* [WHAT YOU ARE ASKED TO DO] Nothing should be left out. Transcribe the entries exactly as written.

* [DATA SHOWN]
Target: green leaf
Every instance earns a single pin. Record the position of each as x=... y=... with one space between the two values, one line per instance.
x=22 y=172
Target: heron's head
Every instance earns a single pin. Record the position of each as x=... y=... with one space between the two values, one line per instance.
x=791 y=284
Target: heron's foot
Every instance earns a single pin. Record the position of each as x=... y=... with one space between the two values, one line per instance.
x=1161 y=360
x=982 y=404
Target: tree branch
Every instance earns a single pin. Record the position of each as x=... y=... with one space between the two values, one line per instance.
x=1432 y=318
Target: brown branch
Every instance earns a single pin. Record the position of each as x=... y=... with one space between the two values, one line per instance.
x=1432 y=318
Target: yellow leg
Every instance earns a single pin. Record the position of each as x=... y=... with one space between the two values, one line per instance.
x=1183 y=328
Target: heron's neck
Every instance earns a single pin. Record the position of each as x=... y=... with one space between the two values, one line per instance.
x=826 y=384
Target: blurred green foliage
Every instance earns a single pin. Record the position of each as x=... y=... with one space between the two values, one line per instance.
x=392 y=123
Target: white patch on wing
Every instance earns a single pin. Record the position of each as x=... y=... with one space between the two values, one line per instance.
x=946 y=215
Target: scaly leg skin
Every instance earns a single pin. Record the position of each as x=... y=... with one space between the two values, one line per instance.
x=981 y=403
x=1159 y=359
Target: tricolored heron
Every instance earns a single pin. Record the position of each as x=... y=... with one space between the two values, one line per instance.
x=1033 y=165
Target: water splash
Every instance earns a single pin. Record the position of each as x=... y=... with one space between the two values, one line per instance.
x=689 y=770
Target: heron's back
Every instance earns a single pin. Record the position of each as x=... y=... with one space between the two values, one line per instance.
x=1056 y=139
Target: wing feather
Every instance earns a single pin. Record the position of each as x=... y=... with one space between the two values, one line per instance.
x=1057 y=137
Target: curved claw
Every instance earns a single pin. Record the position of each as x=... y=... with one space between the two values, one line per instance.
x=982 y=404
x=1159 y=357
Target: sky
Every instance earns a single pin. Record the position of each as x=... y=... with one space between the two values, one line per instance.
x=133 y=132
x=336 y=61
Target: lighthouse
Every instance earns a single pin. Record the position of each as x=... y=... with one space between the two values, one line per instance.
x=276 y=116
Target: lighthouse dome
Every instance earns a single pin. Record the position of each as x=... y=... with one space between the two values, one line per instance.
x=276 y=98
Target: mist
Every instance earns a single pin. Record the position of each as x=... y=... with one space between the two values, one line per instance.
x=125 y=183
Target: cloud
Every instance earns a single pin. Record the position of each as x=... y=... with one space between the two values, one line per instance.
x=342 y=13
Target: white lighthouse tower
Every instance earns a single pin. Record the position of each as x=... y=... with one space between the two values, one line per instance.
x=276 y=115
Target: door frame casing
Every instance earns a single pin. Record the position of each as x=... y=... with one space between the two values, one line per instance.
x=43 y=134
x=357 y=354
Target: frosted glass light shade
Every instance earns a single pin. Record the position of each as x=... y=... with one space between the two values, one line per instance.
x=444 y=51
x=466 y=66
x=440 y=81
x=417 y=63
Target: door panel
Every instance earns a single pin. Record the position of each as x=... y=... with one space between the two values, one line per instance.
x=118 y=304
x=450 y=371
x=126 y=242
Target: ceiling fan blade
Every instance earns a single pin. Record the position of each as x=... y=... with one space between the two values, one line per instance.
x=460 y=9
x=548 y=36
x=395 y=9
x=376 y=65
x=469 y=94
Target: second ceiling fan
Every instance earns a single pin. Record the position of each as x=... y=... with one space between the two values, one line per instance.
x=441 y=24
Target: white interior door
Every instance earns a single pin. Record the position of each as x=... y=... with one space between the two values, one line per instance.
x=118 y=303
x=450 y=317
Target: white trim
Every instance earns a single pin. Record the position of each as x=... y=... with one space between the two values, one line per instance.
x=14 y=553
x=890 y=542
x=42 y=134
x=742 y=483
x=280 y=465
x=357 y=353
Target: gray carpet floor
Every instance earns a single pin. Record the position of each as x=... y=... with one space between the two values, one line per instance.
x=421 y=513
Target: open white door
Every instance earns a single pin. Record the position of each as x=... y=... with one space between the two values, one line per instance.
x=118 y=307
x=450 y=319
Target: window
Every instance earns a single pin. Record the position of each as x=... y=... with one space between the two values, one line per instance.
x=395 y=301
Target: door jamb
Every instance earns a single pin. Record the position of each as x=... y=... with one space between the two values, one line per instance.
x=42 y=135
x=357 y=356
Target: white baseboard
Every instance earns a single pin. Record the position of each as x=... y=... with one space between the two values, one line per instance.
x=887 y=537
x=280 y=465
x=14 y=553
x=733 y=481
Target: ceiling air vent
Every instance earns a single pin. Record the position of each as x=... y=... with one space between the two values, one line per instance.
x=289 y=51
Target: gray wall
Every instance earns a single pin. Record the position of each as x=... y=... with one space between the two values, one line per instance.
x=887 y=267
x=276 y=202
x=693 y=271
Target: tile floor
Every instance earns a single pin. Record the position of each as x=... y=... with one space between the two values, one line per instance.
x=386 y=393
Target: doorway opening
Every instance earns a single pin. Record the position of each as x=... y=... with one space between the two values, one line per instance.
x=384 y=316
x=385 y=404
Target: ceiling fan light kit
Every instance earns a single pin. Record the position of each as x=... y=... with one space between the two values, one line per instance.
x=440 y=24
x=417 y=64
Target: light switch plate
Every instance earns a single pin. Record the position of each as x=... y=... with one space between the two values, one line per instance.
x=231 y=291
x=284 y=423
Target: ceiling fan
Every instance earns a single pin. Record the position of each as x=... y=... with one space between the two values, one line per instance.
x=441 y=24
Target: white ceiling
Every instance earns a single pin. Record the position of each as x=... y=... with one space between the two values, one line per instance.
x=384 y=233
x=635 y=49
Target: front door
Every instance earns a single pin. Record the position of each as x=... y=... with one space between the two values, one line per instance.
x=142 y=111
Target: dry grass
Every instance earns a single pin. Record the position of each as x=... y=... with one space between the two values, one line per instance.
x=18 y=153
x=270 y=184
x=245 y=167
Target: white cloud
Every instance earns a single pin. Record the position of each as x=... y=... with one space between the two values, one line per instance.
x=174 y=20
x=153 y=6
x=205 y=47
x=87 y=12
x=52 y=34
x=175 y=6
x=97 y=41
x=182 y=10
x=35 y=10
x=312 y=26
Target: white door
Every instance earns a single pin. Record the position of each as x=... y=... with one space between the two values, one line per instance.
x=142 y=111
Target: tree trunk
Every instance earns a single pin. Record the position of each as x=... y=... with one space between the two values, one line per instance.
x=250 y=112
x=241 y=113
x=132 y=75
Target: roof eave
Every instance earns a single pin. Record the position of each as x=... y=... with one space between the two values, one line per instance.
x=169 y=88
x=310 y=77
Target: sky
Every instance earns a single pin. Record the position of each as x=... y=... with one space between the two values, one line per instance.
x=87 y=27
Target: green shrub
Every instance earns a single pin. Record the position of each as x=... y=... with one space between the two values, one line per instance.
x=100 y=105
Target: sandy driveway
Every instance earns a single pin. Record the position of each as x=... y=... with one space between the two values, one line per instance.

* [EXERCISE ANSWER]
Target: green leaf
Every instance earns a single pin. Record the position of each as x=... y=... with one space between the two values, one line per instance.
x=22 y=172
Target: heron's head
Every instance earns a single pin. Record the position of each as x=... y=... with one space between the two values, one line per instance.
x=791 y=284
Target: heron's foot
Every instance earns a single pin. Record the position of each as x=... y=... with one space between the two values, one line per instance.
x=1161 y=360
x=982 y=404
Target: tree branch
Every instance earns a single pin. Record the position of each as x=... y=... with one space between the two values, one line per instance.
x=1432 y=318
Target: brown branch
Every instance earns a single pin. Record the position of each as x=... y=... with one space between the two values, one line per instance.
x=1432 y=318
Target: yellow leg
Every instance earns a single pin. Record the position of each as x=... y=... with one space between the two values, one line per instance.
x=1183 y=328
Target: heron's neck
Every instance earns a single pin. Record the position of each as x=... y=... with one space between the two values, one line per instance.
x=826 y=384
Target: blurred green foliage
Every instance earns a single pin. Record the position of each as x=... y=... with one space between the two values, one line per instance.
x=392 y=123
Target: white patch on wing
Every instance earns a single pin. Record the position of each as x=... y=... with one space between the two values, one line per instance.
x=946 y=215
Target: scaly leg skin
Every instance earns a single pin. Record the position of each as x=... y=... with one space between the two values, one line per instance.
x=981 y=403
x=1159 y=359
Target: tricolored heron
Every instance earns a single pin. Record the position of each as x=... y=... with one space between the two values, one line per instance.
x=1033 y=165
Target: water splash
Every instance earns a single pin. Record the position of each as x=... y=... with one space between the two values, one line per instance.
x=689 y=770
Target: heron's back
Every instance earns a single pin. Record the position of each as x=... y=... with one space between the two values, one line per instance.
x=1056 y=139
Target: wing feather
Every instance earns a single pin. Record the position of each as x=... y=... with one space between the two values, one line per instance.
x=1057 y=137
Target: curved claw
Every instance earns a single pin. Record the position of each as x=... y=... with one space between the two values, one line per instance.
x=982 y=404
x=1159 y=357
Target: sky
Every instance earns a single pin. Record the position of each as x=... y=... with one space between the two values, one line per instance.
x=133 y=132
x=336 y=61
Target: lighthouse
Every instance earns a single pin. Record the position of each as x=... y=... with one space between the two values, one line per instance.
x=276 y=116
Target: lighthouse dome
Every instance earns a single pin. Record the position of each as x=... y=... with one space between the two values, one line per instance.
x=276 y=98
Target: mist
Every instance earns a single pin. Record the position of each as x=... y=... with one space between the two values, one line per instance.
x=125 y=183
Target: cloud
Every instance earns a single pin. Record the position of each as x=... y=... with one space between the two values, one line per instance.
x=342 y=13
Target: white lighthouse tower
Every instance earns a single pin. Record the position of each as x=... y=... with one space between the two values, one line per instance.
x=276 y=115
Target: door frame casing
Every instance earns a single pin. Record the position of each as x=... y=... with one space between the two values, one line per instance.
x=43 y=134
x=357 y=354
Target: frosted glass light shade
Every instance earns a single pin. Record the position of each as x=... y=... with one space between the two values, one line per instance.
x=444 y=51
x=466 y=66
x=440 y=81
x=417 y=63
Target: door panel
Every instance earns a single pin. Record the position of each as x=... y=... with one space between the two values, one line per instance.
x=118 y=304
x=450 y=371
x=126 y=242
Target: ceiling fan blade
Every instance earns a single pin. Record the position of each as x=... y=... with one space between the two values, one line per instance.
x=460 y=9
x=548 y=36
x=395 y=9
x=376 y=65
x=469 y=94
Target: second ceiling fan
Every instance earns a single pin. Record the position of each as x=... y=... with one space between the two values, one line per instance.
x=441 y=24
Target: white interior door
Every instance earns a single pin. Record the position of each as x=... y=... with one space between the two values, one line per instance.
x=118 y=303
x=450 y=317
Target: white trim
Every instance earns a single pin. Record the position of each as x=... y=... with one space between the two values, one line per instance.
x=14 y=553
x=890 y=542
x=42 y=134
x=742 y=483
x=280 y=465
x=357 y=353
Target: gray carpet floor
Every instance earns a single pin. Record the position of each as x=... y=... with one space between the two values, one line per instance.
x=421 y=513
Target: open white door
Every instance earns a single pin. Record the position of each as x=... y=... with one space between the two values, one line per instance.
x=118 y=307
x=450 y=319
Target: window
Every instance earns a single pin. Record the position of each as x=... y=... with one space between the two values, one line per instance.
x=395 y=301
Target: door jamb
Every instance earns a single pin. Record the position of each as x=... y=... with one space between the two values, one line per instance.
x=42 y=135
x=357 y=356
Target: white baseboard
Every instance earns a single pin. Record the position of each as x=... y=... with one space between the two values, one line per instance.
x=887 y=537
x=280 y=465
x=14 y=553
x=733 y=481
Target: ceiling air vent
Every instance earns a single pin. Record the position of each as x=... y=... with one space between the two values, one line per instance.
x=289 y=51
Target: gray wall
Every instance earns a single pin. Record the position of each as x=... y=... with one space between the two values, one line per instance.
x=887 y=267
x=276 y=202
x=693 y=271
Target: tile floor
Every instance earns a single pin. Record the position of each as x=... y=... with one space between the two values, one line per instance.
x=386 y=393
Target: doorway opening
Every instance earns a single pin. Record the position of each as x=... y=... with one space between the two values, one line per instance.
x=384 y=316
x=385 y=404
Target: ceiling fan light kit
Every instance earns a single pin. Record the position of each as x=... y=... with one space between the two values, one line per instance.
x=440 y=24
x=417 y=64
Target: light switch plate
Every instance earns a single pin. Record the position of each as x=... y=... with one space between the two values, one line per instance.
x=231 y=291
x=284 y=423
Target: ceiling fan
Every instance earns a single pin. Record the position of each as x=... y=... with one space between the two values, one line per instance.
x=441 y=24
Target: white ceiling
Every instance earns a single pin. Record the position of each as x=... y=... with one space between the two values, one line per instance.
x=384 y=233
x=635 y=49
Target: front door
Every instance earns a single pin. Record the position of each as x=... y=... with one space between the two values, one line per instance.
x=142 y=111
Target: dry grass
Every instance earns a single pin. Record the position of each as x=... y=... with one space between the two values, one line per instance.
x=18 y=153
x=270 y=184
x=245 y=167
Target: white cloud
Every instance earns a single pin. Record the position of each as x=... y=... with one space between the two values, one line per instance.
x=174 y=20
x=153 y=6
x=205 y=47
x=87 y=12
x=52 y=34
x=175 y=6
x=97 y=41
x=182 y=10
x=35 y=10
x=312 y=26
Target: white door
Every instance earns a single pin. Record the position of each as x=... y=... with one space between the two values, one line per instance.
x=142 y=111
Target: tree trunk
Every instance earns a single pin. Record the position of each as x=... y=... with one space between the two values, one line per instance.
x=250 y=112
x=241 y=113
x=132 y=75
Target: roof eave
Every instance earns a single pin. Record the position of each as x=... y=... with one space between the two values, one line per instance.
x=169 y=88
x=310 y=77
Target: sky
Every instance earns a single pin. Record the position of each as x=... y=... with one space between the two values, one line per instance.
x=87 y=27
Target: green shrub
Every instance earns a single pin. Record the position of each as x=... y=... with one space between the two values, one line per instance.
x=100 y=105
Target: sandy driveway
Every instance earns a single pin. Record the position of each as x=... y=... with one space between the two values, one line per instance.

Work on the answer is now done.